** DESCRIPTION OF THE TASK **
Give an exact reproduction of all the lines in the listing.

DATASET RECORDS Block Start

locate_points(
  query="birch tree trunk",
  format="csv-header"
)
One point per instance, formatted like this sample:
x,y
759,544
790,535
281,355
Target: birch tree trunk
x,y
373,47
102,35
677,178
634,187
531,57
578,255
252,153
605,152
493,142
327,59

DATASET RECORDS Block End

** YOUR SOLUTION **
locate_points(
  query="birch tree trunk",
  format="csv-header"
)
One point per instance, formatted like this sample:
x,y
759,544
790,535
281,355
Target: birch tree trunk
x,y
373,47
102,35
677,178
634,187
531,57
578,255
252,153
605,152
493,142
327,59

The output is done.